Print every entry exactly once more, omitting each picture.

============================================================

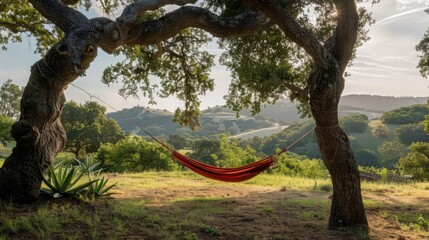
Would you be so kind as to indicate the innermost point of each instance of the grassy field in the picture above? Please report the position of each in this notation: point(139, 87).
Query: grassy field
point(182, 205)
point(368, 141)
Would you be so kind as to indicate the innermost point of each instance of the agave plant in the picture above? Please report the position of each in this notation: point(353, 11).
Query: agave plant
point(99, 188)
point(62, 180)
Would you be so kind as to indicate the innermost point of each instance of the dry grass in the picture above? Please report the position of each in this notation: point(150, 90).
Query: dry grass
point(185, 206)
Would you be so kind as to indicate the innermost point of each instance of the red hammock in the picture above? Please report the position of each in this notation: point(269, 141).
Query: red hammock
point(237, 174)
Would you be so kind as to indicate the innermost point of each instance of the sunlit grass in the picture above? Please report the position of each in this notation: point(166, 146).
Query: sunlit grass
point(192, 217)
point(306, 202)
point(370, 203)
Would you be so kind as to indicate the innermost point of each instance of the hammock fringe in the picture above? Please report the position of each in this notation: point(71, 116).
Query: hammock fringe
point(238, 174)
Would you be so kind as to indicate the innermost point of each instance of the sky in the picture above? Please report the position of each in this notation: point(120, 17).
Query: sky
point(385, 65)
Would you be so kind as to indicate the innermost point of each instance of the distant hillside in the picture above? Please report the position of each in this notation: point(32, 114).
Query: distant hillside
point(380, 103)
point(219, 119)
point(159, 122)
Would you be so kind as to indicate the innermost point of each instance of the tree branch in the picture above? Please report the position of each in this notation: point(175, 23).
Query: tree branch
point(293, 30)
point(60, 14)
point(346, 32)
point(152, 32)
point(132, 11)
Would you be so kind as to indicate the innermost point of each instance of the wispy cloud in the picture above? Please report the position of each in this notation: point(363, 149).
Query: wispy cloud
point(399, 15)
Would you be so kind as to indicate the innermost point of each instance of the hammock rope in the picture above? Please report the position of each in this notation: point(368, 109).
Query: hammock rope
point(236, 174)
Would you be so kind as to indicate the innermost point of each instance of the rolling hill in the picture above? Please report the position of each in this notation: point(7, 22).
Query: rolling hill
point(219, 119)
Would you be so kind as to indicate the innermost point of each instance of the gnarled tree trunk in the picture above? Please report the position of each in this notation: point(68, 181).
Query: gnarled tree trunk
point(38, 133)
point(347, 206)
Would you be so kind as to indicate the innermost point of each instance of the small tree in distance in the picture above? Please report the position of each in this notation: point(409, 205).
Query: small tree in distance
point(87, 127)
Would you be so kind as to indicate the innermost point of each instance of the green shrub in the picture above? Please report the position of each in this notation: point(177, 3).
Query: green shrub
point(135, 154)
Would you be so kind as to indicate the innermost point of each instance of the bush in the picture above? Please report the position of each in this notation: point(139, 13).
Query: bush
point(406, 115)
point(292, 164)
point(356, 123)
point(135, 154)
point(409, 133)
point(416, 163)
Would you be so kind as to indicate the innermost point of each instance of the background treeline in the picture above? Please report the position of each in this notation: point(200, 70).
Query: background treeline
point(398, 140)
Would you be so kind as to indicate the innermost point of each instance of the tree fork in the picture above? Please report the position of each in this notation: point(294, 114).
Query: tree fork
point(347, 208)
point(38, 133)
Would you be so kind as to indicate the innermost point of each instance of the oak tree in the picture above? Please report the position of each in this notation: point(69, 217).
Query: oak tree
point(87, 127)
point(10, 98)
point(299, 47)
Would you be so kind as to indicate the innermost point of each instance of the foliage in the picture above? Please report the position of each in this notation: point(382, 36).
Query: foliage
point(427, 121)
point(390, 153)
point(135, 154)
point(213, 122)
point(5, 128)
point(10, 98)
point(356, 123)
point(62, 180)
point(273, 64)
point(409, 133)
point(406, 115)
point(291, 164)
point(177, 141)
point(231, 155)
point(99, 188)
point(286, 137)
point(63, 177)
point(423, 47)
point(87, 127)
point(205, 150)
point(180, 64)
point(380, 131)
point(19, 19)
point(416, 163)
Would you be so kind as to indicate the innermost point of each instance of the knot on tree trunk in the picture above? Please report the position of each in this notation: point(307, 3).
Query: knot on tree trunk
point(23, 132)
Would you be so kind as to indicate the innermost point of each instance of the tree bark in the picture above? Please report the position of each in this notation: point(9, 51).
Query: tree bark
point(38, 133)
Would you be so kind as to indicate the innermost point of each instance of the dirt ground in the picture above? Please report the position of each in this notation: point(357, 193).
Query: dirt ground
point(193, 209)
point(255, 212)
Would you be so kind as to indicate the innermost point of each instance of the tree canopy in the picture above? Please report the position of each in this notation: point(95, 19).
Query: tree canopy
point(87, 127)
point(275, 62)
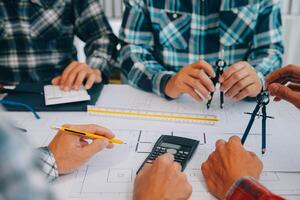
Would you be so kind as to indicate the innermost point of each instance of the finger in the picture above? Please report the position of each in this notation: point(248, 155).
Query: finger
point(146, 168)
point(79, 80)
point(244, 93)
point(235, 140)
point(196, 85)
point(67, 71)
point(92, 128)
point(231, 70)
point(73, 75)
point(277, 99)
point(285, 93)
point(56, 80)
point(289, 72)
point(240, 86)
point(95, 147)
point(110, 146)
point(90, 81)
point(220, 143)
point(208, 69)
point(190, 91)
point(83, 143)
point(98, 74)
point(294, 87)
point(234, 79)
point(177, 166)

============================================================

Problem solution
Would you be so kind as to indicate the innermost point of each instance of the grassy field in the picture above? Please report the position of each in this notation: point(139, 87).
Query: grassy field
point(182, 205)
point(368, 141)
Would you be so kind as to indicate the innermost point of each instance of the agave plant in the picture above? Please report the position of each in this notation: point(353, 11).
Query: agave plant
point(99, 188)
point(62, 180)
Would you be so kind as to indicate the innermost point of each instance of the dry grass in the picture above? Please report the position of each in this notation: point(150, 90).
Query: dry grass
point(185, 206)
Would you be so kind as to indicate the innermost point of each instance of the red hammock in the picture above? Please report the position of each in this notation: point(269, 141).
Query: red hammock
point(237, 174)
Would you be so kind as to indicate the innermost point of each instance of the sunlit grass in the picture above? Please report the position of each in this notation: point(166, 146).
Query: sunlit grass
point(192, 217)
point(306, 202)
point(370, 203)
Would you be so kind as to indicate the innermost point of each instance of the hammock fringe in the picture above? Please report the position of each in this notation: point(71, 116).
Query: hammock fringe
point(238, 174)
Would you be so kind as to indicate the innermost point of each instance of the sky in the picture above? Please report the position of each in this notation: point(120, 17).
Query: sky
point(385, 65)
Would you be so kind as to indicate the innermost point of each instance of the distant hillside in the picture above? Please report the position of each in this notation: point(32, 114).
Query: distant hillside
point(380, 103)
point(219, 119)
point(159, 122)
Would you be so kind as to indicate the innermost point of each instance of the tree branch in the picture above? Please report the position of each in this notation: point(175, 23).
Query: tree branch
point(293, 30)
point(60, 14)
point(346, 32)
point(152, 32)
point(132, 11)
Would you be so kind as to indicate the innermost point of each instance of the wispy cloud in the picture above? Please report the position of each in this notation: point(363, 149).
Query: wispy cloud
point(399, 15)
Would you be so kind as to indicate the innermost point of each instance of the hammock rope in the picture above? Please report the position of each in this notation: point(368, 109).
Query: hammock rope
point(236, 174)
Would you be so kind as to indicate the innermost point of each instance of the rolling hill in the picture above? Please report the position of each in this notation: point(7, 22).
Query: rolling hill
point(219, 119)
Would you be so kind as to indicate the innermost point of each instance of the gnarled tree trunk in the picture above? Please report the position of each in this notation: point(68, 181).
Query: gnarled tree trunk
point(38, 133)
point(347, 206)
Would you be so kind as to indicate the innermost point of each instance of the small tree in distance in the picture above? Please report the position of each in this notation: point(409, 205).
Query: small tree in distance
point(87, 127)
Would you be so kind as to indicate the innermost point of each instance of the green shrub in the picture above? Please report the position of each in this notation: point(177, 3).
Query: green shrub
point(135, 154)
Would you be so kind as to indicate the innermost point of each instance of the bush in the picture above? Please report the position of each in this notation: point(139, 13).
Query: bush
point(406, 115)
point(292, 164)
point(356, 123)
point(135, 154)
point(409, 133)
point(416, 163)
Would you be so kind as to indicate the innermost point of each instance of the background treeline in the picture above? Please report the position of each in this notation: point(200, 70).
Query: background treeline
point(398, 140)
Would you be so kind as to indicate the innermost point of each instance of the tree fork in the picture above? Please report the position of each in this notation: point(294, 114).
Query: tree fork
point(347, 208)
point(38, 133)
Would you be so kind as to indicate the innermost point of each instance of the oak tree in the picture above? Please report the position of each in this notation: point(69, 217).
Query: oak tree
point(87, 127)
point(10, 98)
point(299, 47)
Would you be so kind as to indicate the innermost point of each instance of the foliage in the picture above? Please report the position of each in this notation: point(382, 36).
Query: foliage
point(427, 121)
point(390, 153)
point(135, 154)
point(213, 122)
point(5, 128)
point(10, 98)
point(356, 123)
point(62, 180)
point(273, 64)
point(409, 133)
point(406, 115)
point(291, 164)
point(177, 141)
point(231, 155)
point(99, 188)
point(286, 137)
point(63, 177)
point(423, 47)
point(87, 127)
point(205, 150)
point(180, 64)
point(380, 131)
point(19, 19)
point(416, 163)
Would you be so kind as to indicate the innermost point of each instance of the knot on tree trunk in the picture above? Please report the position of each in this notation: point(307, 3).
Query: knot on tree trunk
point(23, 132)
Would you be so kind as to indicate the innermost point of each instance of the tree bark in the picture above? Please report the position of each in this notation: point(9, 51).
Query: tree bark
point(38, 133)
Would you be so kind as to indicate the innermost point of each instance of the dirt ground in the picture above? Please report the position of each in this notation: point(357, 193).
Query: dirt ground
point(193, 209)
point(255, 212)
Would you be so kind as to indicate the innermost point of each instance of the tree canopy in the picture above? Please report the position of each in this notation: point(95, 19).
Query: tree canopy
point(87, 127)
point(275, 62)
Would you be so kind as to indicate the innermost point of each instance of the finger in the picture above? Please report the position of each in this notation: point(248, 155).
Query: finger
point(146, 168)
point(79, 80)
point(244, 93)
point(235, 140)
point(196, 85)
point(67, 71)
point(92, 128)
point(231, 70)
point(73, 75)
point(277, 99)
point(285, 93)
point(56, 80)
point(289, 72)
point(240, 86)
point(95, 147)
point(110, 146)
point(90, 81)
point(220, 143)
point(208, 69)
point(190, 91)
point(83, 143)
point(98, 74)
point(294, 87)
point(234, 79)
point(177, 166)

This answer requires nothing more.